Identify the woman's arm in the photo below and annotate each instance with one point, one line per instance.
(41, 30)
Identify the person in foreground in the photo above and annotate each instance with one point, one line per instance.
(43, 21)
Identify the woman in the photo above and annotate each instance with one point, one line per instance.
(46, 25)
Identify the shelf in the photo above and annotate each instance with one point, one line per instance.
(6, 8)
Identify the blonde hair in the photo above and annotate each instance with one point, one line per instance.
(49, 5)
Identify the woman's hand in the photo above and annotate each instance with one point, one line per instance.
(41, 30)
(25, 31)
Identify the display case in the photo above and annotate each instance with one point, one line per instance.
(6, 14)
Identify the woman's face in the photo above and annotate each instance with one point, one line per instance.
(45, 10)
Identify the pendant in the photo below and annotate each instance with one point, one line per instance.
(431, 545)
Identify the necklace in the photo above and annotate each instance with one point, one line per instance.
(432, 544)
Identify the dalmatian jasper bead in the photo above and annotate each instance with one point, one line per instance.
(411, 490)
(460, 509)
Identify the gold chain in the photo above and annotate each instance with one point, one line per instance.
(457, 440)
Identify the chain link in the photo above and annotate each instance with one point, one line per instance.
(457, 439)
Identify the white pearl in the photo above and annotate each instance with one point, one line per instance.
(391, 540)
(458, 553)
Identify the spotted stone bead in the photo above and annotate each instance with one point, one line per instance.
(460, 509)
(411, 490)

◆ **Work to be completed**: Output everything from the line containing "Identify the spotted" down to the end of the data as a Markdown table with the columns Row and Text. Give each line a row number, and skip any blank lines.

◆ **Response for this exercise**:
| Row | Text |
|---|---|
| 1 | Identify the spotted stone bead in the photo above and annotate each instance with one point, one line per instance. |
| 2 | (460, 509) |
| 3 | (411, 490) |